>> Start EXCERPTED RECORDS
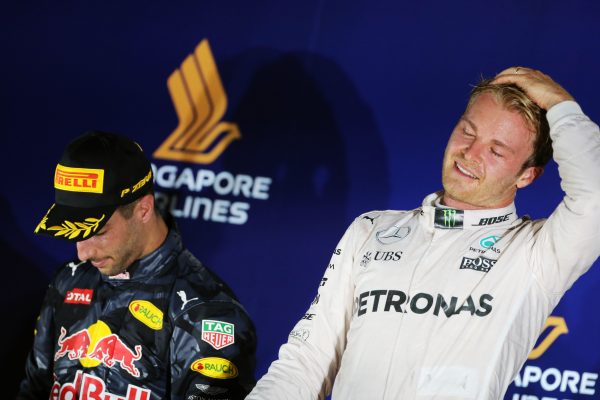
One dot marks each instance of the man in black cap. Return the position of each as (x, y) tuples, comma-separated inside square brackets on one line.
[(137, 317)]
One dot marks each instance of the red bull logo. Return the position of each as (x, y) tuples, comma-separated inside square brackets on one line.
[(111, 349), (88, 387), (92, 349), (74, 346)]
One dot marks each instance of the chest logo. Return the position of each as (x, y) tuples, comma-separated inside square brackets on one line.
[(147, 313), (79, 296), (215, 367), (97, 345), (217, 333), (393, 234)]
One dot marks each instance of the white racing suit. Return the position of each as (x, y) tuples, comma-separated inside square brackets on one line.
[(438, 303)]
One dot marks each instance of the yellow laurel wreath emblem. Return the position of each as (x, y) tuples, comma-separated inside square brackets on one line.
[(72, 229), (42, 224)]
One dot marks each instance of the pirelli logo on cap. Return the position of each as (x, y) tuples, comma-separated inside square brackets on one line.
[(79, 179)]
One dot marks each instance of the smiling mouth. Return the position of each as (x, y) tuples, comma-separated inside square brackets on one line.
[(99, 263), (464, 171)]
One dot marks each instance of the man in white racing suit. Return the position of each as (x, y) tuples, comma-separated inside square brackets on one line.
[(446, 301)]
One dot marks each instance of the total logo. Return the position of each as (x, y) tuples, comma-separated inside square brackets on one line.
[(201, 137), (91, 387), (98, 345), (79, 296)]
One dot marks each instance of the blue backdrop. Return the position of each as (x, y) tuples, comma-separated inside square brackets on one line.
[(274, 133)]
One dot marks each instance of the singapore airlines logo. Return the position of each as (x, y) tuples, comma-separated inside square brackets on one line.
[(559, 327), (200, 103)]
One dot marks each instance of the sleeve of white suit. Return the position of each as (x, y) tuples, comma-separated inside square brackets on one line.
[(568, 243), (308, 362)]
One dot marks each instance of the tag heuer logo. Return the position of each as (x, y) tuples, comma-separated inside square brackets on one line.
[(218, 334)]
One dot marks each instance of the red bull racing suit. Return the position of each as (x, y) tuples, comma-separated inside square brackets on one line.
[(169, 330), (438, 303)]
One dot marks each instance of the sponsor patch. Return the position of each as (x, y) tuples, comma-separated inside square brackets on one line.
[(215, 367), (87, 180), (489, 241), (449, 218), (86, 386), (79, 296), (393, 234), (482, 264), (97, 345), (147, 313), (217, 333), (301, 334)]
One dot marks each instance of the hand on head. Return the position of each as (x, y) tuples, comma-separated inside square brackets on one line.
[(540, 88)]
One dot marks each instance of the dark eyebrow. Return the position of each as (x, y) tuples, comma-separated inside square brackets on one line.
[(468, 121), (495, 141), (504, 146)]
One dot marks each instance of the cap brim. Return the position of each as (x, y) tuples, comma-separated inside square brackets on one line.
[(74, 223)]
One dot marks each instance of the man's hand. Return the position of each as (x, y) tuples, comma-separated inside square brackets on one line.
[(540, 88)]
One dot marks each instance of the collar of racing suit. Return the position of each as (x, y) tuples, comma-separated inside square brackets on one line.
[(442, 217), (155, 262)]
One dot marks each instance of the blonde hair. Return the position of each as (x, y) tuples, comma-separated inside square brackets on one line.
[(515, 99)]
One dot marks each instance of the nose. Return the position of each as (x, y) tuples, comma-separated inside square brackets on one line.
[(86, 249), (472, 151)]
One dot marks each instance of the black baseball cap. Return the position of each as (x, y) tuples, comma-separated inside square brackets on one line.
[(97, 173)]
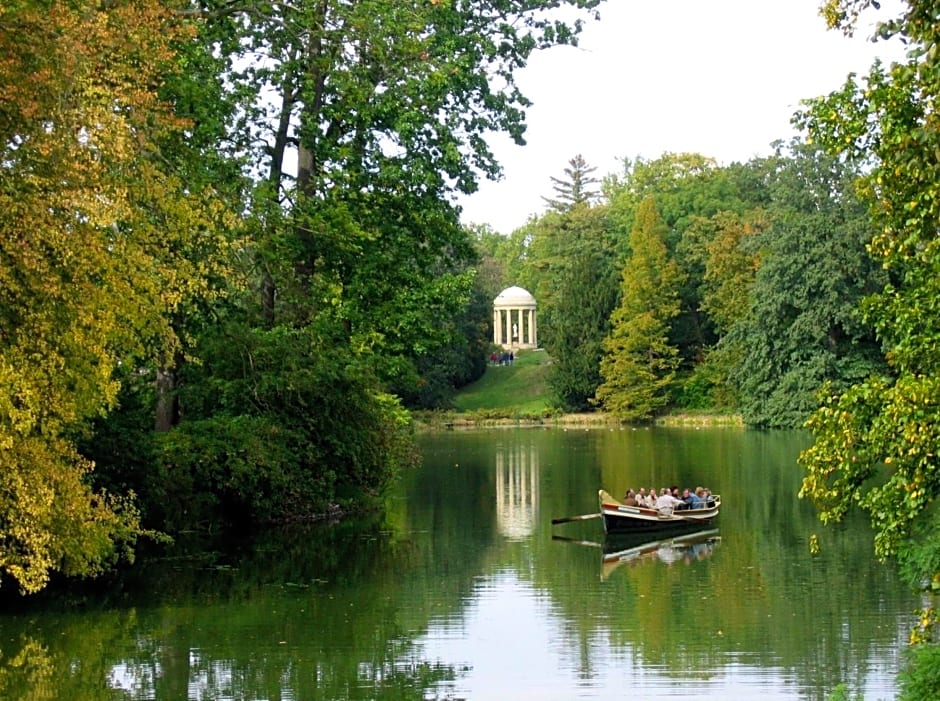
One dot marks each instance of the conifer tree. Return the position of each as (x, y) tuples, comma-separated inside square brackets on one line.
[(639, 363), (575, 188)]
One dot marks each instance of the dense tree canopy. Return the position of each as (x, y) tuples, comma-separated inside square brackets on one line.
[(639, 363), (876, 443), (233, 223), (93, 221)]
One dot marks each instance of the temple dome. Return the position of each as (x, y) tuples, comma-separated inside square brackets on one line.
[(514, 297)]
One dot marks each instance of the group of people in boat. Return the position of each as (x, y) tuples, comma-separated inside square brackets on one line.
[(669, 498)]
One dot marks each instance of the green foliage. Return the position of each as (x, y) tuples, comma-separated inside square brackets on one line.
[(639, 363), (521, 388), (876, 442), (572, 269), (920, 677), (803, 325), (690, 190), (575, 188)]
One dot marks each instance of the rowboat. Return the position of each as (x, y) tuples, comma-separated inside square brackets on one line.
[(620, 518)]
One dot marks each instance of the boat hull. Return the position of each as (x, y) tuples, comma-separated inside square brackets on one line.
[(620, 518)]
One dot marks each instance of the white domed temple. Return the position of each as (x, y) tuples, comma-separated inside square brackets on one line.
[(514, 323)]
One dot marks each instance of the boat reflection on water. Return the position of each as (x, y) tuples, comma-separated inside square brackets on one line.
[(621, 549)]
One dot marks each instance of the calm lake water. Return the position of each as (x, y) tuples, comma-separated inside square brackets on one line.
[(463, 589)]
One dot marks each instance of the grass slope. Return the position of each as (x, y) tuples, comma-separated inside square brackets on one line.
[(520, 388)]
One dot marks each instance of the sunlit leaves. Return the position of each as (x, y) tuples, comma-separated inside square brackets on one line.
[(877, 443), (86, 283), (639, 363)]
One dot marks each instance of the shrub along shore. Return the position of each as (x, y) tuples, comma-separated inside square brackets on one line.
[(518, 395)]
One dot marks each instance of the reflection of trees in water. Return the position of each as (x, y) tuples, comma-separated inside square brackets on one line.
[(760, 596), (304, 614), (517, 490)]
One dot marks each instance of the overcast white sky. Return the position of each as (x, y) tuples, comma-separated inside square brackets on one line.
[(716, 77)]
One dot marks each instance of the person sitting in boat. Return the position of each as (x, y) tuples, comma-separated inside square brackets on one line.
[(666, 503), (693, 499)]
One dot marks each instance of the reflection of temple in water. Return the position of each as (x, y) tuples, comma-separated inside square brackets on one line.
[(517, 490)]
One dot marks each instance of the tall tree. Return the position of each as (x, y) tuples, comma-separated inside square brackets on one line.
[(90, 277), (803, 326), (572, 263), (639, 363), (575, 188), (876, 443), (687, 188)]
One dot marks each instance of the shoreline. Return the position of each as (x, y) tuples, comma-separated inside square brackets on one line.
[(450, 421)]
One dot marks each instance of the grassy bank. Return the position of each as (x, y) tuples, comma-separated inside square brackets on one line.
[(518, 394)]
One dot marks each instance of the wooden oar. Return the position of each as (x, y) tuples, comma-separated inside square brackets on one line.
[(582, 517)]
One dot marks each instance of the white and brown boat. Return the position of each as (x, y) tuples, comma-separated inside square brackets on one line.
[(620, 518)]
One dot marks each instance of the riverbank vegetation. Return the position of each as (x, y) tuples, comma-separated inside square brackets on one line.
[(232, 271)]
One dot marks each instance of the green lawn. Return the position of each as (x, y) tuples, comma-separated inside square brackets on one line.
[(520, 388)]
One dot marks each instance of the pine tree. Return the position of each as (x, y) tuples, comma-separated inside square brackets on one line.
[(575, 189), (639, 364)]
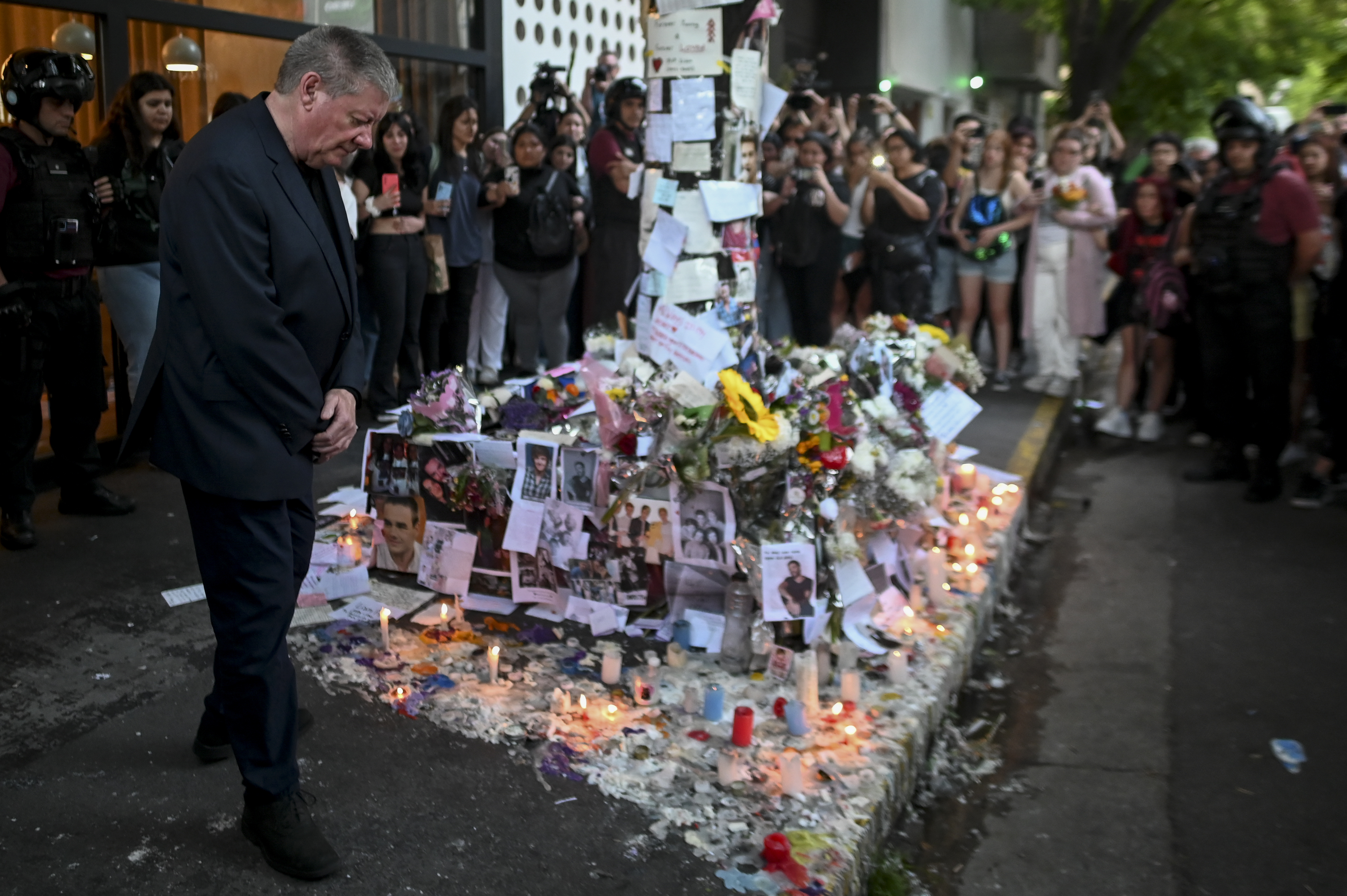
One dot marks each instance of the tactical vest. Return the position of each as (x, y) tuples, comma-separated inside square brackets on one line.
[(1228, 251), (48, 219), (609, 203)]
>> End EXCERPTED RECORDS
>> Start EXCERPTED RECORDS
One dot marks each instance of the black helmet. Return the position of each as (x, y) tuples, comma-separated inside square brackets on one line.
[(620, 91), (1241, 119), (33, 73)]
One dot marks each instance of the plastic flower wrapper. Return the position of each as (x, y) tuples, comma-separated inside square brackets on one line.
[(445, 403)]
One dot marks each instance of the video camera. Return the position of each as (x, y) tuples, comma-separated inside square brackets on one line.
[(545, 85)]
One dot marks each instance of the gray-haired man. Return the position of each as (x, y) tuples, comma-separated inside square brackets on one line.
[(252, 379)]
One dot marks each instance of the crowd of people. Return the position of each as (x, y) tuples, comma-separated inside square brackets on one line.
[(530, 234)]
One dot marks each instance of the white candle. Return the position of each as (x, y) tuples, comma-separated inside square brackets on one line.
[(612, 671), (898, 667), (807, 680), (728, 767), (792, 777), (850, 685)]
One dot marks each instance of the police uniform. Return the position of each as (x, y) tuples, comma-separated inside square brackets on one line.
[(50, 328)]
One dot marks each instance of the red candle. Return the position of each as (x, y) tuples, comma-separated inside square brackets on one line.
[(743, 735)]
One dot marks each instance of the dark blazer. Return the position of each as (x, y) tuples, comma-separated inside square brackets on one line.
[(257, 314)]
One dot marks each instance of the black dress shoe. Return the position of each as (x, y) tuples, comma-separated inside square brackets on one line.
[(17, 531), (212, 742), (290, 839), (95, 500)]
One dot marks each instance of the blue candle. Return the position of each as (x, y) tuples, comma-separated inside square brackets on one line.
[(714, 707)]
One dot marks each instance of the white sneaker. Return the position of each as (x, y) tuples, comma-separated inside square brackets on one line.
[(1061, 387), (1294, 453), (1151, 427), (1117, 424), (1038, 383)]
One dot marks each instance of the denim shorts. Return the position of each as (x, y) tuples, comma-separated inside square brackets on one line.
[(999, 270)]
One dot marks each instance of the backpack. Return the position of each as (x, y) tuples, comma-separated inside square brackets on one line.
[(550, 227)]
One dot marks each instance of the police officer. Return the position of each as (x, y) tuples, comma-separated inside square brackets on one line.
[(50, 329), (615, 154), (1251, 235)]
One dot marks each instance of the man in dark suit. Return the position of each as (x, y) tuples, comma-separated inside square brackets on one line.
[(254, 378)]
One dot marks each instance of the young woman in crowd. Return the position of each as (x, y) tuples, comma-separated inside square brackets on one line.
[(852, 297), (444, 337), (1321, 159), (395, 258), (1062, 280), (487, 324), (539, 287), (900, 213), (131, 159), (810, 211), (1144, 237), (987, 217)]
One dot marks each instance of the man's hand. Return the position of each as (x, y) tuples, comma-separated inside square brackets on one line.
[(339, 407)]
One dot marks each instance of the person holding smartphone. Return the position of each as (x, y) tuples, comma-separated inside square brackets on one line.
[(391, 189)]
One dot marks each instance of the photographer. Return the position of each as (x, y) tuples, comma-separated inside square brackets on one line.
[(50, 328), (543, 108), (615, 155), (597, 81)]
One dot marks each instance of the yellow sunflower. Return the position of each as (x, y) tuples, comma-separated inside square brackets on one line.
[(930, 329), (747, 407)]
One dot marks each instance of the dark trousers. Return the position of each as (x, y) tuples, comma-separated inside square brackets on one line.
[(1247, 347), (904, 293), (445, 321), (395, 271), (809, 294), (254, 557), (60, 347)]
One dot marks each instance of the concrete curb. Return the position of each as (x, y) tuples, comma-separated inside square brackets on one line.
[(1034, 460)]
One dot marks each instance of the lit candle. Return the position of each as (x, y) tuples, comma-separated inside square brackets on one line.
>> End EXCERPTED RECORDS
>> Start EXCERPTED RECORDS
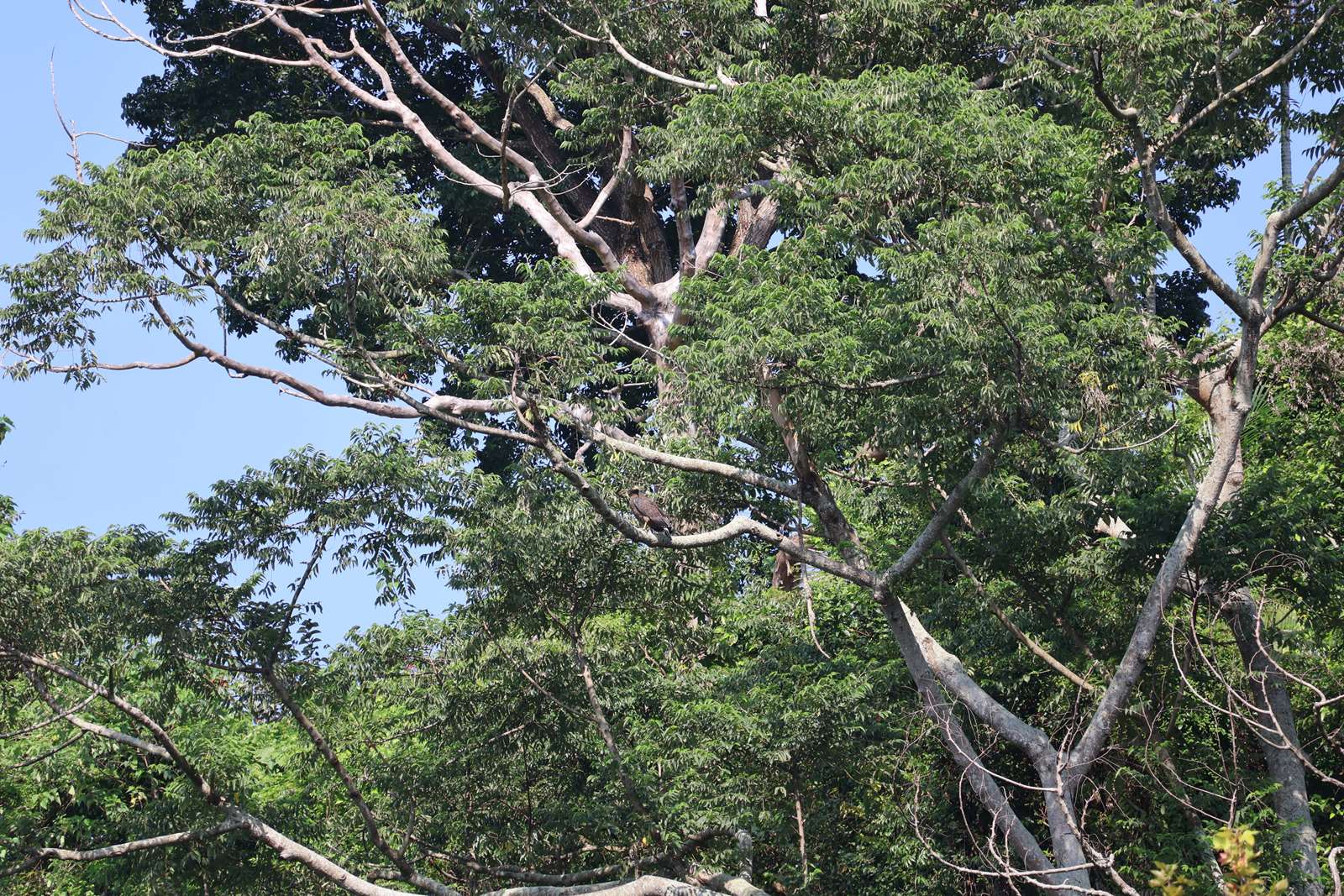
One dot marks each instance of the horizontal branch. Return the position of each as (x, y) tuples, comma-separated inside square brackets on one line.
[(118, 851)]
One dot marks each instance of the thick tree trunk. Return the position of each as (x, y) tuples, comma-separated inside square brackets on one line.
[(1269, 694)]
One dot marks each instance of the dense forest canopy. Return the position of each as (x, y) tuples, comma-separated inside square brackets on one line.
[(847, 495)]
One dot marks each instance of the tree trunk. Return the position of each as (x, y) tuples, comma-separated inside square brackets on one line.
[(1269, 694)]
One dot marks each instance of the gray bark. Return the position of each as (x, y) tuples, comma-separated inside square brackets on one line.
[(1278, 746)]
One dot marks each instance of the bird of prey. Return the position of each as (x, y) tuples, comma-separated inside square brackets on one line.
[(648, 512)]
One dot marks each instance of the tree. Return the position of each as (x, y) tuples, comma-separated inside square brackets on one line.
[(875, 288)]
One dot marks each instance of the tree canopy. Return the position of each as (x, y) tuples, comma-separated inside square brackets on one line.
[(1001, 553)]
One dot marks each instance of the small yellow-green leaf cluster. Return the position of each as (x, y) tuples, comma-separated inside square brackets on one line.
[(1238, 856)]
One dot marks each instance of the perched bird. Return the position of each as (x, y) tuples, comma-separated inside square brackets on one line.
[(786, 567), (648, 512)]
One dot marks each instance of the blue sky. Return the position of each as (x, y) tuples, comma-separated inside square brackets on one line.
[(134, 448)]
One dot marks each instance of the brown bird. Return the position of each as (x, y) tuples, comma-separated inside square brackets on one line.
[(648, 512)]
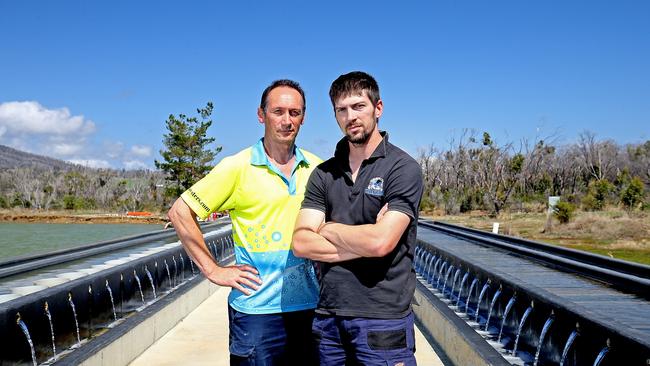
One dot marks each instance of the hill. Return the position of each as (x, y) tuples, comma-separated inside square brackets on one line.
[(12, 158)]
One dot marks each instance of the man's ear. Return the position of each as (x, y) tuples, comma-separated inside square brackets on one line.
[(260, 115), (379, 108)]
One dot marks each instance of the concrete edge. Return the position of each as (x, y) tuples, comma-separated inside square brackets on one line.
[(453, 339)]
>> End EXCERPTED RECORDS
* **THE PROBLEM**
Please copy out the lines of the records above, from the line containing "One dot marks each instance of the man in black" through the line containing "[(446, 301)]", both included, with each line unchanged.

* **SOLVED PROBLEM**
One dot marks each instance of the man in black cap. Return the position of each as (x, y) tuples, comma-separated inside square brackets on one line.
[(137, 317)]
One dot marks each instance of the red bull logo. Return the position of each as (x, y) tuples, comma-separated inside square brackets on one line.
[(111, 349), (88, 387), (92, 349), (74, 346)]
One dot marks each instance of the chest logo. Return the position of each as (x, y) tuples, comma-separated inside square brackets on one line.
[(147, 313), (79, 296), (215, 367), (97, 345), (217, 333), (393, 234)]
One dot marks each instance of the white racing suit. Return the position of each as (x, y) tuples, comma-separated inside square brackets on one line.
[(438, 303)]
One dot marks each instance of the yellow laurel wreath emblem. Return the position of each as (x, y) tuples, comma-separated inside square brackets on one line.
[(72, 229), (42, 224)]
One dot marks each instance of the pirelli logo on cap. Return the position of each as (x, y) tuples, comma-separated inside square brackets on one line.
[(79, 179)]
One dot marks each instance of the smiling mouth. Return the position of each as (x, y) tuples, comma-separated inside square brackets on one line.
[(99, 263), (464, 171)]
One dot marks each instance of the man in white racing suit. Return the position of each as (x, y) tuples, comma-separated inside square brackets on one line.
[(446, 301)]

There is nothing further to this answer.